LA CORTE SUPREMA DI CASSAZIONE

SEZIONE SESTA CIVILE

SOTTOSEZIONE 1

Composta dagli Ill.mi Sigg.ri Magistrati:

Dott. SCALDAFERRI Andrea – Presidente –

Dott. ACIERNO Maria – Consigliere –

Dott. TRICOMI Laura – Consigliere –

Dott. IOFRIDA Giulia – Consigliere –

Dott. FALABELLA Massimo – rel. Consigliere –

ha pronunciato la seguente:

ORDINANZA

sul ricorso 31651-2018 proposto da:

A.Z., elettivamente domiciliato in ROMA, PIAZZA CAVOUR,

presso la CORTE DI CASSAZIONE, rappresentato e difeso dall’avvocato

PAOLA CHIANDOTTO;

– ricorrente –

contro

MINISTERO DELL’INTERNO, COMMISSIONE TERRITORIALE PER IL

RICONOSCIMENTO DELLA PROTEZIONE INTERNAZIONALE DI TRIESTE;

– intimato –

avverso la sentenza n. 244/2018 della CORTE D’APPELLO di TRIESTE,

depositata il 26/05/2018;

udita la relazione della causa svolta nella Camera di consiglio non

partecipata del 14/11/2019 dal Consigliere Relatore Dott. MASSIMO

FALABELLA.
▬▬▬▬▬▬
- CONSEGNA
Riprendi il testo di partenza, l'ordinanza della Cassazione sul ricorso 31651-2018, subito dopo la sua ultima frase. Le righe non servono per questo lavoro.
▬▬▬▬▬▬
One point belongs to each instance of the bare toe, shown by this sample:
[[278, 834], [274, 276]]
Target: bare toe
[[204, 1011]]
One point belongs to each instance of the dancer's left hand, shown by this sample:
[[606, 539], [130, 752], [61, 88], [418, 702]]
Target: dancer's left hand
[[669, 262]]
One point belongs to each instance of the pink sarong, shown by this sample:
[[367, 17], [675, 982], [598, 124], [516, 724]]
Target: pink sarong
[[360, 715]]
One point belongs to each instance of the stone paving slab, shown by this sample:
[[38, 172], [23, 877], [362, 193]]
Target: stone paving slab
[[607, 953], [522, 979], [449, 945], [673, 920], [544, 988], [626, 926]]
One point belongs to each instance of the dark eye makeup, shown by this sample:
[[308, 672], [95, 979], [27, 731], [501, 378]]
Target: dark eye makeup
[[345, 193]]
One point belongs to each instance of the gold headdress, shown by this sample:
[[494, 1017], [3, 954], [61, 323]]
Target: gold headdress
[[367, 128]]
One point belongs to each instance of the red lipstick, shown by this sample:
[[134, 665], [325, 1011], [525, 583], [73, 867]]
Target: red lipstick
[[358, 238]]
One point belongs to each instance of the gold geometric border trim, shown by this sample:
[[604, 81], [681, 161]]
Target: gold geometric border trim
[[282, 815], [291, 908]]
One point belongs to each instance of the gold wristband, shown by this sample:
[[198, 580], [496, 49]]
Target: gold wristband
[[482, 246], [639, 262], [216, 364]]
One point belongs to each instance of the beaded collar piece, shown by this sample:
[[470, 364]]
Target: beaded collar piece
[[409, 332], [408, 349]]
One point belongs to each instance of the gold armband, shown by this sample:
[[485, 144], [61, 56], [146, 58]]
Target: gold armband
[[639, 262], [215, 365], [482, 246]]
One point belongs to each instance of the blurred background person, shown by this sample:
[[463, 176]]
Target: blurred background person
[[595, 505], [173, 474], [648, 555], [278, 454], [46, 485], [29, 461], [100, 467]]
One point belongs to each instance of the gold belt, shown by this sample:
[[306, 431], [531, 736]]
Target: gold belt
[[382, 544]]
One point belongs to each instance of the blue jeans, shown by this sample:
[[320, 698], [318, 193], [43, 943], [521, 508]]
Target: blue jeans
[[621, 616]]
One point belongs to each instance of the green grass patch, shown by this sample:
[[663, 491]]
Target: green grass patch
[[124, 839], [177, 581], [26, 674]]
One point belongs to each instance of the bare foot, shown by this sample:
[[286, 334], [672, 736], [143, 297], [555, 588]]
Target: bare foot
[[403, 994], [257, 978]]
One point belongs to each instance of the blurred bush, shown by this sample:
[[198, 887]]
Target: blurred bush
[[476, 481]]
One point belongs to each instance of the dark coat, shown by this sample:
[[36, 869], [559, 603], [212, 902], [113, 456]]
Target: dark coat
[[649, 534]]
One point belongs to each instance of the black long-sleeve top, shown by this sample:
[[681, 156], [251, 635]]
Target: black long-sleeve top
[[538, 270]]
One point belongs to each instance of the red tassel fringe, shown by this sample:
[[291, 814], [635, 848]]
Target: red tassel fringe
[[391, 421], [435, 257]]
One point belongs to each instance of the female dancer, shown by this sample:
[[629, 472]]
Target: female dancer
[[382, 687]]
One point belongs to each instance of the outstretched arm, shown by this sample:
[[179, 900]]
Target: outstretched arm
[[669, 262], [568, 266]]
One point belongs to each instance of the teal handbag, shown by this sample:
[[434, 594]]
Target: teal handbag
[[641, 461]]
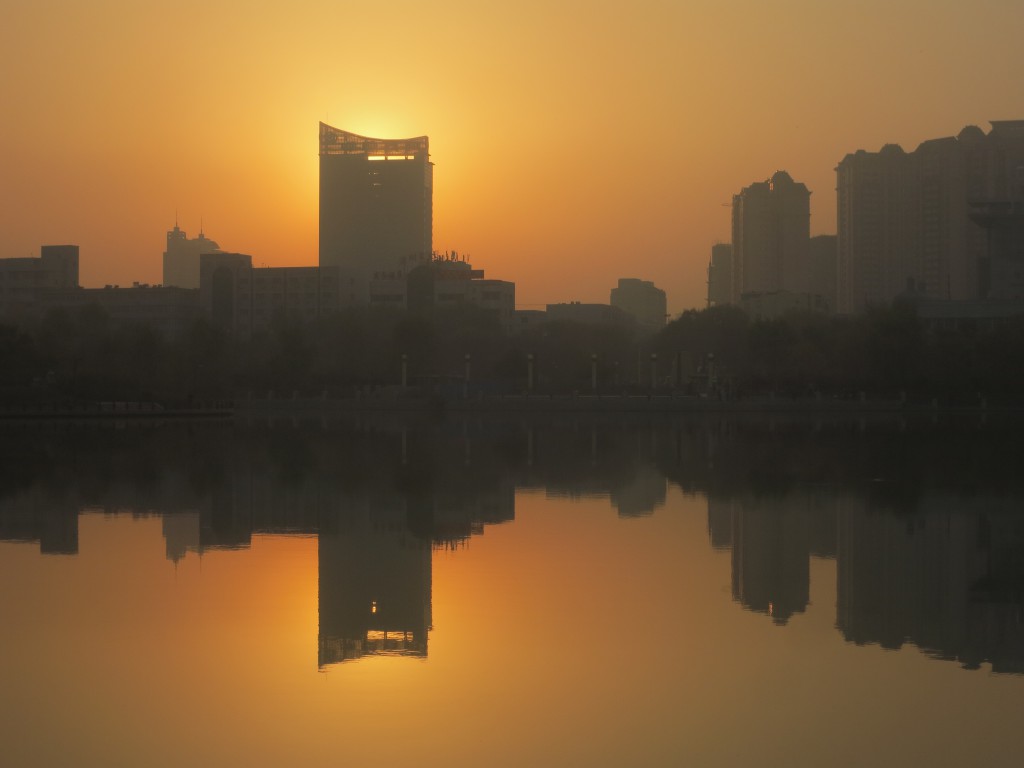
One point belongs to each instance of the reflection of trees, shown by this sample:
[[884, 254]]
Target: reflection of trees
[[924, 519]]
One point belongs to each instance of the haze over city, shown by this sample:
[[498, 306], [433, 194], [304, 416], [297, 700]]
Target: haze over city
[[572, 144]]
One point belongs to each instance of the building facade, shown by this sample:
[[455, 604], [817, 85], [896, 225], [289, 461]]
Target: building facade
[[181, 257], [905, 218], [642, 300], [245, 299], [376, 206], [449, 281], [720, 274], [24, 281], [771, 230]]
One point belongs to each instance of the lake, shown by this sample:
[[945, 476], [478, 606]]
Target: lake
[[534, 590]]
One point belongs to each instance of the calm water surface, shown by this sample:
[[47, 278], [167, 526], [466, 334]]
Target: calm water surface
[[565, 591]]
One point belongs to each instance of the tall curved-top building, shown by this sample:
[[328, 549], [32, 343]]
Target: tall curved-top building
[[376, 207]]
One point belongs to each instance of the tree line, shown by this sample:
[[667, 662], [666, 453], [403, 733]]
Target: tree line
[[83, 355]]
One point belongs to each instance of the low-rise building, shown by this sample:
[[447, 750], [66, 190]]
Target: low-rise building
[[642, 300], [23, 281]]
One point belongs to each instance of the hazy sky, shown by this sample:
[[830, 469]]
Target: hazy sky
[[573, 143]]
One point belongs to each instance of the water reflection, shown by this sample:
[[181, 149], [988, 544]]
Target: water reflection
[[924, 520]]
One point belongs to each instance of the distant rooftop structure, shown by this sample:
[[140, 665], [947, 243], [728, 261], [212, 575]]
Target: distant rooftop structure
[[336, 141]]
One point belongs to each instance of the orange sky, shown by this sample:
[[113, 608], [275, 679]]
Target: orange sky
[[573, 143]]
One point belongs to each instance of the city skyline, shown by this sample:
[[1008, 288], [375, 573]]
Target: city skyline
[[538, 131]]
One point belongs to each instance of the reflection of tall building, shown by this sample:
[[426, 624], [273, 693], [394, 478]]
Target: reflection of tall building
[[642, 495], [30, 516], [376, 206], [642, 300], [942, 578], [770, 558], [720, 522], [374, 583]]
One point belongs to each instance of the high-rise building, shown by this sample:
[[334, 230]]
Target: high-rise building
[[181, 257], [771, 230], [720, 274], [376, 199], [904, 218]]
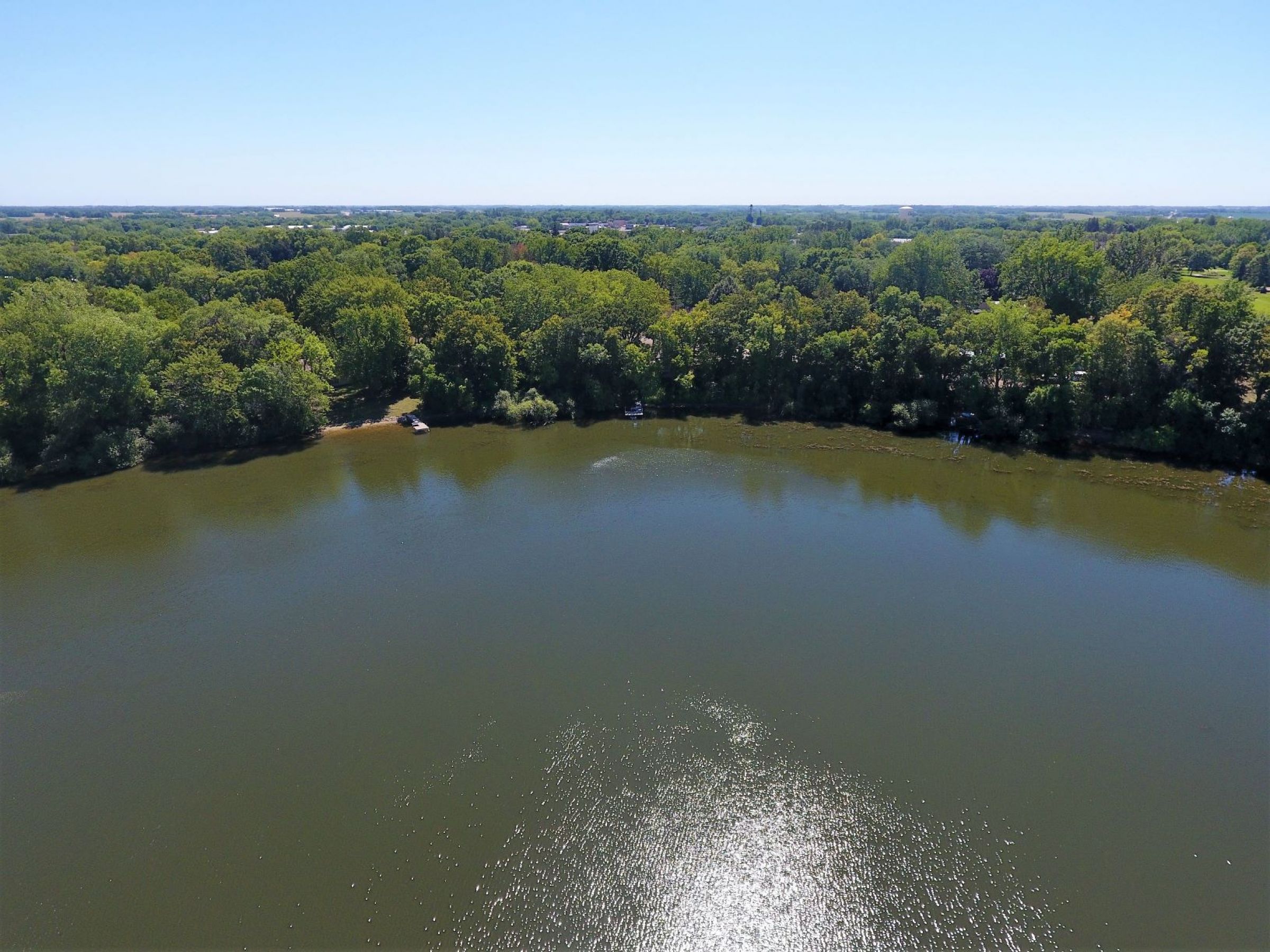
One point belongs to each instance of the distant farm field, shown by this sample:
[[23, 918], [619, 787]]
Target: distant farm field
[[1260, 303]]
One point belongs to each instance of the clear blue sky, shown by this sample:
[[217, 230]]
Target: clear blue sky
[[469, 102]]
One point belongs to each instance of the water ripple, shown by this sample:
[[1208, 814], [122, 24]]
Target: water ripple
[[693, 827]]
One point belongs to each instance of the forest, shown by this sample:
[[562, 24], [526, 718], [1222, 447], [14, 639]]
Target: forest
[[132, 334]]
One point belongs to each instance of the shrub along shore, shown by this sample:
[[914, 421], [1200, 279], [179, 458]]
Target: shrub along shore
[[163, 332]]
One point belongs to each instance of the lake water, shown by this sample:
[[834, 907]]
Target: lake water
[[671, 684]]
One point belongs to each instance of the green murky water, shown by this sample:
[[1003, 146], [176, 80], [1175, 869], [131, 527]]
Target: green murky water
[[678, 684]]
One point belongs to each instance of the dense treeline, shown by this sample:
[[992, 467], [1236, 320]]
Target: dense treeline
[[126, 337]]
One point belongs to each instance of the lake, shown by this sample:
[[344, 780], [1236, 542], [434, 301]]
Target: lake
[[672, 684]]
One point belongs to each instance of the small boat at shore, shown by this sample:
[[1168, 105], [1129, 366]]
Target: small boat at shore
[[413, 422]]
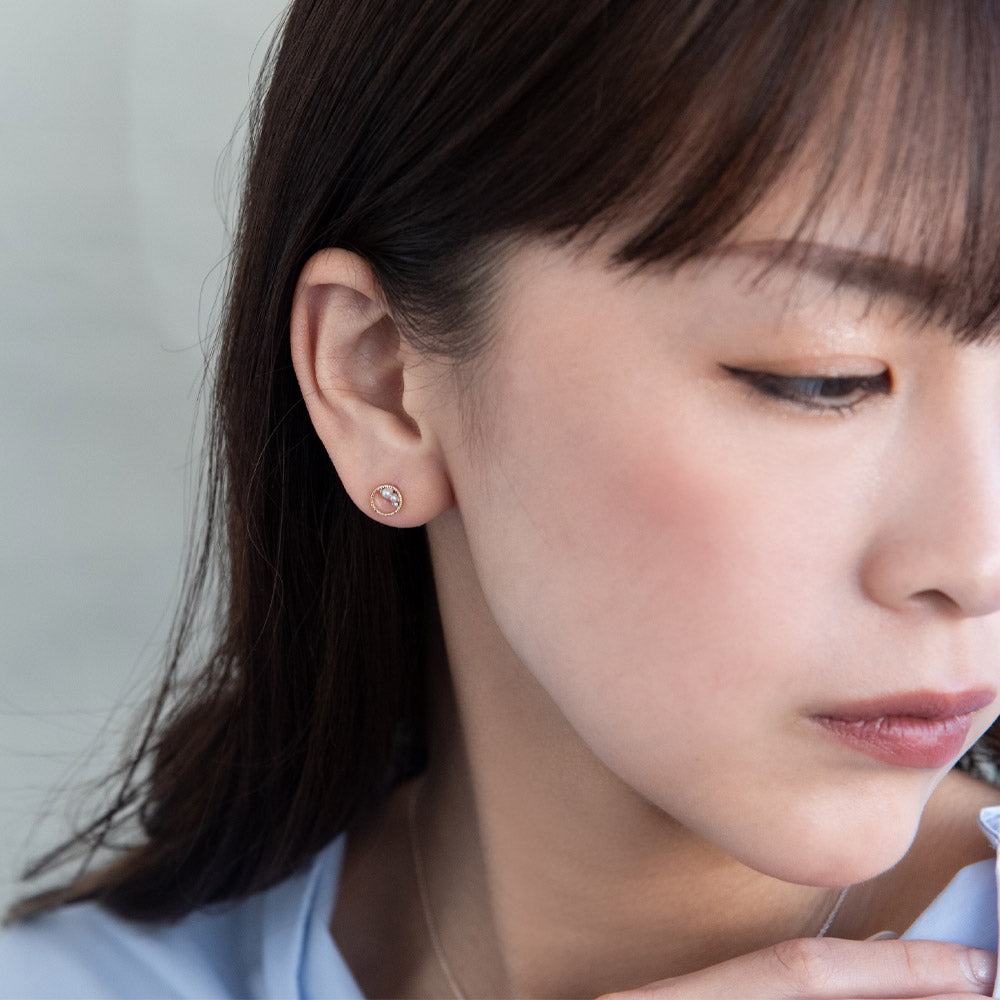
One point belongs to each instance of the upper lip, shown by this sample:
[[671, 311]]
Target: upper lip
▬▬▬▬▬▬
- RISPOSTA
Fatto

FATTI DI CAUSA

1. – E’ impugnata per cassazione la sentenza della Corte di appello di Trieste, pubblicata il 26 maggio 2018, con cui è stato respinto il gravame proposto da A.Z., alias A.Z., nei confronti dell’ordinanza resa dal Tribunale del capoluogo friulano il 6 giugno 2017. Con quest’ultima pronuncia era stato negato che al ricorrente potesse essere riconosciuto lo status di rifugiato ed era stato altresì escluso che lo stesso potesse essere ammesso alla protezione sussidiaria e a quella umanitaria.

2. – Il ricorso per cassazione si fonda su tre motivi. Il Ministero dell’interno, intimato, non ha svolto difese.

Il Collegio ha autorizzato la redazione del provvedimento in forma semplificata.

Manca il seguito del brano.